- Source text
>> Start
Part of that is making sure you have the right guns and enough ammo. There’s a good reason why there are so many different kinds of guns on the market; it’s because they are designed for different purposes. But don’t just take what the manufacturer says as the final word; find out what several people with survival experience say and then make your own decision, based on their advice and taking into consideration your own ability, survival plans and preferences.
I say this specifically in reference to the various “survival rifles” that are on the market. While I have nothing against any of these firearms, they aren’t at the top of my Christmas list. Most are .22 caliber; and while that is an excellent caliber for small game, it’s not useful for anything bigger than that. So don’t take it as gospel that those are what you need for survival.
But my purpose here isn’t to talk about what sorts of guns you should have or even how much ammo you need to stockpile; so let’s leave those issues aside for the moment. While the type of guns is important and having enough ammo is as well, what’s really more important is the skill and knowledge of the person holding those firearms. A good shooter can do a lot more with a poor firearm than a poor shooter can do with the best firearm.
Shooting for Self-Defense
Although we normally think of shooting for food as the number one way we use firearms in survival, I’m going to talk about self-defense first. The reason for that is that much of what I’m going to talk about here, also applies to shooting for food. A good tactical shooter will be good at the shooting part of hunting, at least at close range, but a good hunter will not necessarily be a good tactical shooter.
Just to make sure we’re on the same sheet of music here, when I’m talking about tactical shooting, I’m talking about shooting in what is known as a tactical situation, one in which you have to think tactically, because there are others shooting at you.
Tactical shooting can be done with pistol, rifle or shotgun, although most tactical shooting practice is done with pistol. Generally speaking, the lessons learned by practicing with a pistol, are directly applicable to use with a rifle, and to a lesser extent with a shotgun.
The Number One Problem
The number one problem in any tactical situation is adrenaline. This hormone surges into the bloodstream in any danger situation, creating the “fight or flight” reaction. It provides us with extra energy, the ability to ignore pain to some extent and heightened senses. But it also affects our nervous system in other ways, such as putting a tremor into our hands and reducing our fine motor skills.
This reduction of the fine motor skills is critical, because the most important single part of the elements of shooting is trigger control. It is hard to have good trigger control, when your movements are stiff and jerky. This usually causes one to jerk the trigger, making their shots go down and to the left (for right-handed shooters).
>> End
- Short problem 1
Extract the passage on survival shooting between "Tactical shooting can" and "fine motor skills.", inclusive.
The passage and the rows have no connection to each other.

Excerpts from location labeling data
>> Start
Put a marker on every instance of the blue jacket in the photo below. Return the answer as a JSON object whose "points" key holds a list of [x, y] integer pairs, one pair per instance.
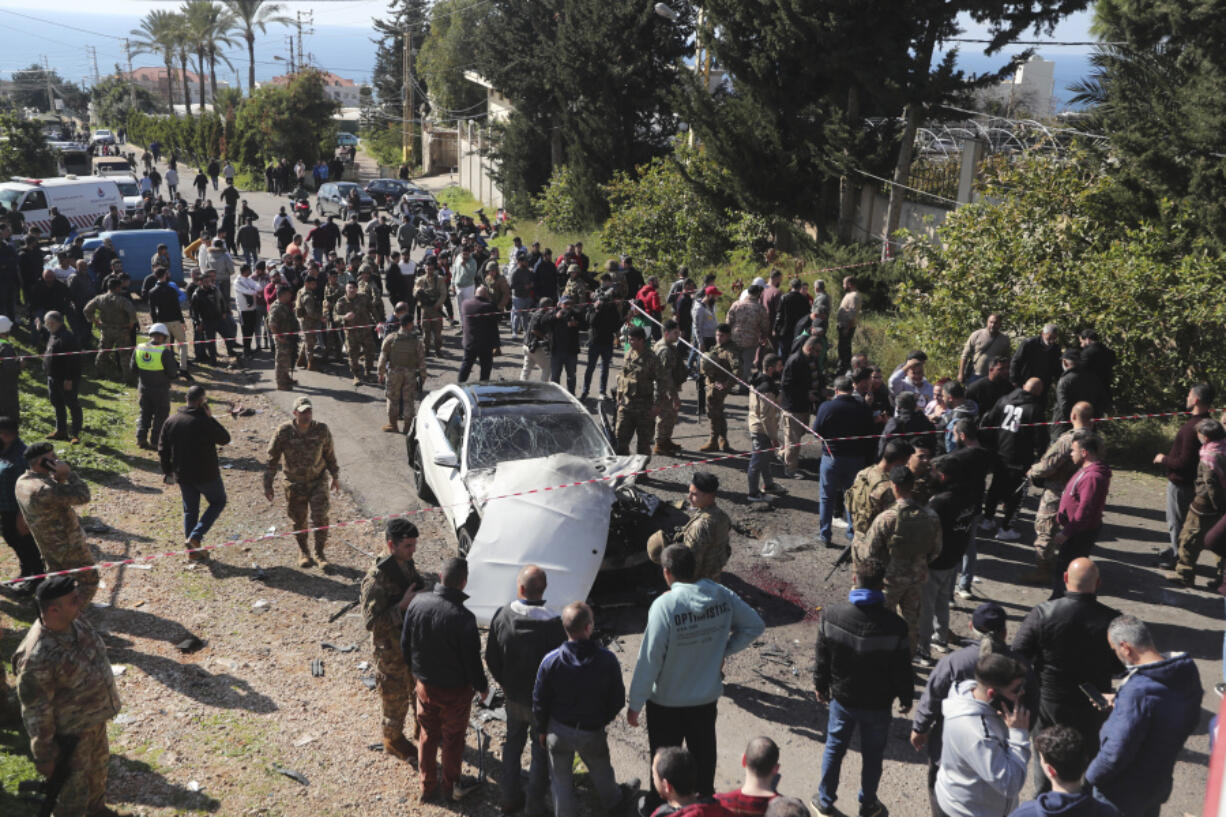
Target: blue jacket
{"points": [[578, 685], [1057, 804], [1155, 712], [689, 632]]}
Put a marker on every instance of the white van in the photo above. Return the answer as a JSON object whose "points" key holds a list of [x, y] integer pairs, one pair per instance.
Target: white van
{"points": [[83, 199]]}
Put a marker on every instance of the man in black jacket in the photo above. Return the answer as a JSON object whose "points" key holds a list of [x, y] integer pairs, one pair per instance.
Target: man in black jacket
{"points": [[1066, 642], [443, 648], [188, 450], [520, 636], [1012, 423], [63, 367], [863, 664]]}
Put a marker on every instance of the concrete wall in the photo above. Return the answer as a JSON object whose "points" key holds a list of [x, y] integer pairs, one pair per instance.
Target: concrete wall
{"points": [[475, 168]]}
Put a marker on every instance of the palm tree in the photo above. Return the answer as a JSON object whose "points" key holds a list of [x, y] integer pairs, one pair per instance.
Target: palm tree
{"points": [[207, 26], [249, 15], [157, 36]]}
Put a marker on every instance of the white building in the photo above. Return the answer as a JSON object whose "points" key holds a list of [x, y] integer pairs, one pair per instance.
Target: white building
{"points": [[1030, 92]]}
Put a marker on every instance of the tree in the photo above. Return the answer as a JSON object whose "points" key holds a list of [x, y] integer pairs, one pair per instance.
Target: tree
{"points": [[292, 122], [25, 150], [601, 97], [249, 15], [445, 53], [113, 96], [1157, 97], [1047, 243], [158, 34]]}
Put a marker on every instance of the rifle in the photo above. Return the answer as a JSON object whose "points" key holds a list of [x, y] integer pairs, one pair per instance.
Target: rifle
{"points": [[59, 774], [844, 558]]}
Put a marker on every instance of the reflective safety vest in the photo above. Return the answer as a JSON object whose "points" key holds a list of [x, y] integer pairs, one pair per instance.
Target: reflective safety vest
{"points": [[148, 357]]}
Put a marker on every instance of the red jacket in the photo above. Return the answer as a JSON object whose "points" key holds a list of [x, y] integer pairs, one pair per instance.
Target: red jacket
{"points": [[1084, 498], [650, 299]]}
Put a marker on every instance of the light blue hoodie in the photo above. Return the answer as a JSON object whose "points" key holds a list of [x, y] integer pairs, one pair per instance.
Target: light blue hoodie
{"points": [[689, 632]]}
>> End
- Short problem 2
Edit the rows between the line holding "Put a marker on every instance of the light" and the end of the rows, inclusive, replacing "hoodie" with "sweatshirt" and changing nothing else. Return only those lines.

- Task result 1
Tactical shooting can be done with pistol, rifle or shotgun, although most tactical shooting practice is done with pistol. Generally speaking, the lessons learned by practicing with a pistol, are directly applicable to use with a rifle, and to a lesser extent with a shotgun.
The Number One Problem
The number one problem in any tactical situation is adrenaline. This hormone surges into the bloodstream in any danger situation, creating the “fight or flight” reaction. It provides us with extra energy, the ability to ignore pain to some extent and heightened senses. But it also affects our nervous system in other ways, such as putting a tremor into our hands and reducing our fine motor skills.

- Task result 2
Put a marker on every instance of the light blue sweatshirt in the photo above. Return the answer as a JSON object whose "points" key holds a list of [x, y] integer pairs, one pair per instance.
Target: light blue sweatshirt
{"points": [[689, 632]]}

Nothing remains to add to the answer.